Task 1:
From the composer biography, quote the passage from "She was an award" up to and including "Orchestra of Ireland.".
Task 2:
Answer these questions using the composer biography:
(a) For which work was the composer an award winner in the 2003 UNESCO International Rostrum of Composers?
(b) Which scientist collaborated on the music for The Dark Gene?
(c) With which hospital has the composer been developing music-based motivational healthcare apps?
Task 3:
Carry on the composer biography from its final sentence.

Page extract:
-*-
She was an award winner in the 2003 UNESCO International Rostrum of Composers with her work Empire States, and won a prestigious Arts Foundation Award for her first opera Hey Persephone! which had an acclaimed run at the Aldeburgh/Almeida Opera Festival.
Her music has been performed worldwide including The Lincoln Center for the Performing Arts, UKwithNY Festival featured in The New York Times and The National Symphony Orchestra of Ireland.
She works extensively with theatre, film and dance. The Dark Gene featuring her music collaboration with scientist Sarah Teichmann was a finalist in the 2016 Berlinale Film Festival. She has written music for British Academy award-winning film My Kingdom starring Richard Harris as well as a number of commissions for BBC Radio 3 with director Lou Stein. She is a Fulbirght, Churchill and Leverhulme Fellow and has presented her music and science research at the EU Innovations Festival 2015. She has been developing music-based motivational healthcare apps in association with Holland Bloorview Kids Hospital, Toronto, Canada. She is artistic director of Venus Blazing Music Theatre Trust develoing programmes for young people with learning disabilities.
-*-
Raw data:
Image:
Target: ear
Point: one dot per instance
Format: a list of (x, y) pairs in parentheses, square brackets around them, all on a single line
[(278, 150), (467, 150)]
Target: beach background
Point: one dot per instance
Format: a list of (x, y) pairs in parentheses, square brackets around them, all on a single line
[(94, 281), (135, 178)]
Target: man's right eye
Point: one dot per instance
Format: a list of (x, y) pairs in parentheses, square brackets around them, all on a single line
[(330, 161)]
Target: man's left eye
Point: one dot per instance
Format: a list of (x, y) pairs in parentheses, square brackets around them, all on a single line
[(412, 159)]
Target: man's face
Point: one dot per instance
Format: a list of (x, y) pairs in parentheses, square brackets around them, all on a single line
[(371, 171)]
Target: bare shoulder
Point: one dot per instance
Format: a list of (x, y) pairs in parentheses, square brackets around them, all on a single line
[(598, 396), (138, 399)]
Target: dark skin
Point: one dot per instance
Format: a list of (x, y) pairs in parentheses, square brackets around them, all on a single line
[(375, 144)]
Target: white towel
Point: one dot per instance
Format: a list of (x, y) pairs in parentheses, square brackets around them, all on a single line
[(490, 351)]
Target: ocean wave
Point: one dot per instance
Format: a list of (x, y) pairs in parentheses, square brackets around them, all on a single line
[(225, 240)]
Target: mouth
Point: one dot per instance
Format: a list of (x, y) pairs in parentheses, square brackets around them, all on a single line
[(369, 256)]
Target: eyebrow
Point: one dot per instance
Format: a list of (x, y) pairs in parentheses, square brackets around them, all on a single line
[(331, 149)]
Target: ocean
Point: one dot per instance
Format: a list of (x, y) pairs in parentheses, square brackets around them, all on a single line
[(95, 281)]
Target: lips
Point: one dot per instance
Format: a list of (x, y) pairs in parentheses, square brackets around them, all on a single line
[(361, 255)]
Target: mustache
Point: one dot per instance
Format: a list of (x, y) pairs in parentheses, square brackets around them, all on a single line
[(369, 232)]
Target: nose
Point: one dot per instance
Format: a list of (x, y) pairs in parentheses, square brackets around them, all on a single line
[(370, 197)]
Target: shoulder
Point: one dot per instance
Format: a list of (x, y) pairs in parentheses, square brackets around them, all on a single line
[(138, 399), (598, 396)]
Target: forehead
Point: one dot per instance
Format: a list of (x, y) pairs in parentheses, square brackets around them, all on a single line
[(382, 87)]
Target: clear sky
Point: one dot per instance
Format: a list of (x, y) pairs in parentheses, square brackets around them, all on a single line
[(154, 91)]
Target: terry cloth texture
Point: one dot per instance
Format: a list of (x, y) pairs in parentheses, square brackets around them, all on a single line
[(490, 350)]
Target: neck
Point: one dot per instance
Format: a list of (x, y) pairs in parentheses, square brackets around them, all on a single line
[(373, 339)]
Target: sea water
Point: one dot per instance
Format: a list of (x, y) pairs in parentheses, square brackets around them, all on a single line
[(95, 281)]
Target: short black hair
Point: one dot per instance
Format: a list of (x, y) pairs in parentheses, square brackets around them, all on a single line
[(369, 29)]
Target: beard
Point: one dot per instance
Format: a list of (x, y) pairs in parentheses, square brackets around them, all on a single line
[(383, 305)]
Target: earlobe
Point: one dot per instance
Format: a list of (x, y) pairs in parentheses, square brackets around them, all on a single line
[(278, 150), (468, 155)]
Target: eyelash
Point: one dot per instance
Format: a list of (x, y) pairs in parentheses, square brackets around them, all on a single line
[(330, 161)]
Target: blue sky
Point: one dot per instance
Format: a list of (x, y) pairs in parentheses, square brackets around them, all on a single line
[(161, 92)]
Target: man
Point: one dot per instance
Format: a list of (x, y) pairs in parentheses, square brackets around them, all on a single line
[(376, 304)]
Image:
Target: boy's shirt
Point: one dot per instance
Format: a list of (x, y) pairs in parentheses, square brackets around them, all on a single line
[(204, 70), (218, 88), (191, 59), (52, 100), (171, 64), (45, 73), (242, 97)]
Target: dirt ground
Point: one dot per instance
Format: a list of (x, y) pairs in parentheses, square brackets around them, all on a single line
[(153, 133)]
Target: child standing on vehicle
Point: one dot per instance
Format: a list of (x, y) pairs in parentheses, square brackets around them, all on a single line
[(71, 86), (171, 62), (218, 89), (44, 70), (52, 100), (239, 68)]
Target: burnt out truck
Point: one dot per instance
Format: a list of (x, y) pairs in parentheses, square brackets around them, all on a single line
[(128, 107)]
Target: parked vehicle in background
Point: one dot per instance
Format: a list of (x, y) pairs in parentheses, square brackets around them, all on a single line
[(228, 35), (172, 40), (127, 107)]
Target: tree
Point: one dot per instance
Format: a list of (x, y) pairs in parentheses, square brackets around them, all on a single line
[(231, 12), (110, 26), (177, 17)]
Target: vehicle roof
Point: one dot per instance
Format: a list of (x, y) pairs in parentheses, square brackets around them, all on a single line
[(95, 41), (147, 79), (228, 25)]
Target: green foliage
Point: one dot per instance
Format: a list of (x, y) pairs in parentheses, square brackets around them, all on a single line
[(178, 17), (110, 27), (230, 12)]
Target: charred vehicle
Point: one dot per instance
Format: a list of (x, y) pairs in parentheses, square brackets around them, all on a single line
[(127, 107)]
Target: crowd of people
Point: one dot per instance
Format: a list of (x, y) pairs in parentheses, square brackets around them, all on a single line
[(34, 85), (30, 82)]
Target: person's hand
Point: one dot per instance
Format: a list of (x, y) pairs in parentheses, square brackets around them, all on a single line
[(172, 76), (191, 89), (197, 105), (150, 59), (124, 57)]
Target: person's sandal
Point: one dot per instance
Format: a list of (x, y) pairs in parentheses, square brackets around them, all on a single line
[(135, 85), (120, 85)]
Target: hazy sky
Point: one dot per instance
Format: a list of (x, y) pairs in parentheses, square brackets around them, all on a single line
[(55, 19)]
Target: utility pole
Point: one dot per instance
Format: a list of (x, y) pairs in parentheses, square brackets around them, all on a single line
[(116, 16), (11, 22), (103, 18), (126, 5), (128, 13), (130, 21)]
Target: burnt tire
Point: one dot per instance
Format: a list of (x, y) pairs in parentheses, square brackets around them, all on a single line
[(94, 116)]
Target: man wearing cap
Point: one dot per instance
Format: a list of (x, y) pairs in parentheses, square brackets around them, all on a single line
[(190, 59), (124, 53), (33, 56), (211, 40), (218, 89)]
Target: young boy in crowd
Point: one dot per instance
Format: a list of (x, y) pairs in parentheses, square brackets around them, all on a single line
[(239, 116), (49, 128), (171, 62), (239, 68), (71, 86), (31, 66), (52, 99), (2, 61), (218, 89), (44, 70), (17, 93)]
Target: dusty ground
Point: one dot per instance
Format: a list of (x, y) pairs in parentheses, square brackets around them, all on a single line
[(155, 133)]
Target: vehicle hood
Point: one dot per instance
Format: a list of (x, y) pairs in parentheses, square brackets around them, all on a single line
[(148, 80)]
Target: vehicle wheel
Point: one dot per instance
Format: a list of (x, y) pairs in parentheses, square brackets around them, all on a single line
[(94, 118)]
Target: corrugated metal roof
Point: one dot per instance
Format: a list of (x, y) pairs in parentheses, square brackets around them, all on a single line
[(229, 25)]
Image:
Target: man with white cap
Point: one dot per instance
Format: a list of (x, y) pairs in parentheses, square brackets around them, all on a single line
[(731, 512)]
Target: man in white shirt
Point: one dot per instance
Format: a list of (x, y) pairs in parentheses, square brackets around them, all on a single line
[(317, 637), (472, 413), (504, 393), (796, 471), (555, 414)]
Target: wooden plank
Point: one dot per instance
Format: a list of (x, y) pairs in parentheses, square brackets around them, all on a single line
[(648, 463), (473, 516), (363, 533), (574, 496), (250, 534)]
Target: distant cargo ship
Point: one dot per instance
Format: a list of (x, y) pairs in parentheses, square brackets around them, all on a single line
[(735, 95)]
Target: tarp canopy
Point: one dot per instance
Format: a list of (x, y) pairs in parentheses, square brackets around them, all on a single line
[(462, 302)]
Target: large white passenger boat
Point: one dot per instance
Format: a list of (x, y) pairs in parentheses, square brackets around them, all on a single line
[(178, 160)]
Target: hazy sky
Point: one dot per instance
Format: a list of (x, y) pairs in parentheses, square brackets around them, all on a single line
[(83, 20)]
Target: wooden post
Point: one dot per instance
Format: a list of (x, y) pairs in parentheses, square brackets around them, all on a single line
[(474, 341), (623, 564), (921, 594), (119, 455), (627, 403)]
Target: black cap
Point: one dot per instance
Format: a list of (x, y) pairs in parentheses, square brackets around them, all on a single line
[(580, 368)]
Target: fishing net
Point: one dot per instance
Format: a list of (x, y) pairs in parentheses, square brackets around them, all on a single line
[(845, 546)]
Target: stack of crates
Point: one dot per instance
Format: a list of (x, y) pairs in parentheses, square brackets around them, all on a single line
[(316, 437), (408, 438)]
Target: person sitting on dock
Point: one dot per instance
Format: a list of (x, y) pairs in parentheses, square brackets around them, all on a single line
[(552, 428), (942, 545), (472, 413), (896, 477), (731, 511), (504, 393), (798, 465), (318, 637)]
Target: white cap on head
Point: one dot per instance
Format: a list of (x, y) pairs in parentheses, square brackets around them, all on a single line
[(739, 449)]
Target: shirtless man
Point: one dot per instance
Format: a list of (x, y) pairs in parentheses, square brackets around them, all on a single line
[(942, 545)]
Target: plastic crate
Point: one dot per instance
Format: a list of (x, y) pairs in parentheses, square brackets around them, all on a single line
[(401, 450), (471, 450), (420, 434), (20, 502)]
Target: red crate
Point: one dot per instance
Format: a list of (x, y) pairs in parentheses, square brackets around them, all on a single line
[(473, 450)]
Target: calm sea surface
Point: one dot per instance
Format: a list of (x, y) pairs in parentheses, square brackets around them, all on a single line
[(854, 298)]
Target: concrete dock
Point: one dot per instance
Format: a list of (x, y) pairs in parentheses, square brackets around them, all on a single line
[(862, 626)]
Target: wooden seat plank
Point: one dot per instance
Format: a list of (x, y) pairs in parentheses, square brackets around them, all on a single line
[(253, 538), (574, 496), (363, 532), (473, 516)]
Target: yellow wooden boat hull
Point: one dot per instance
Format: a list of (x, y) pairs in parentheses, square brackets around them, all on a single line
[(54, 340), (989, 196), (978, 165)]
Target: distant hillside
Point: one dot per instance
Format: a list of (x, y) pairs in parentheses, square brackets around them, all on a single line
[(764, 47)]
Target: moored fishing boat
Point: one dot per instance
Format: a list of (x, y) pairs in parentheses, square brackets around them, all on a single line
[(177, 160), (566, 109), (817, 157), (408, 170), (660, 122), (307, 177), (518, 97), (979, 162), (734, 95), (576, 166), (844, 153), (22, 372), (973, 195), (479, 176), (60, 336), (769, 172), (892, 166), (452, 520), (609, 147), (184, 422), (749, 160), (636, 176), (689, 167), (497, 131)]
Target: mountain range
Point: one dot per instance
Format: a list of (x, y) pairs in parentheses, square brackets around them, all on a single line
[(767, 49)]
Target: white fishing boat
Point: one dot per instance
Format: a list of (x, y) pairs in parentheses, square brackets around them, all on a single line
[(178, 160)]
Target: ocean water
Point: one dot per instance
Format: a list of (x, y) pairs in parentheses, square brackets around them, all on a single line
-*-
Answer area 1:
She was an award winner in the 2003 UNESCO International Rostrum of Composers with her work Empire States, and won a prestigious Arts Foundation Award for her first opera Hey Persephone! which had an acclaimed run at the Aldeburgh/Almeida Opera Festival.
Her music has been performed worldwide including The Lincoln Center for the Performing Arts, UKwithNY Festival featured in The New York Times and The National Symphony Orchestra of Ireland.

Answer area 2:
(a) Empire States
(b) Sarah Teichmann
(c) Holland Bloorview Kids Hospital, Toronto, Canada

Answer area 3:
Commissions include works for National Symphony Orchestra of Ireland, The Ulster Orchestra, Northern Sinfonia and performances by the London Philharmonia (Music of Today series at The Royal Festival Hall) and pianist Imogen Cooper and Venus Blazing which will tour the UK in the Spring 2005 with violinist Ernst Kovacic, Britten Sinfonia conducted by Pierre Andre, with lighting by Bruce Springsteen's lighting designer Jeff Ravitz and directed by Lou Stein.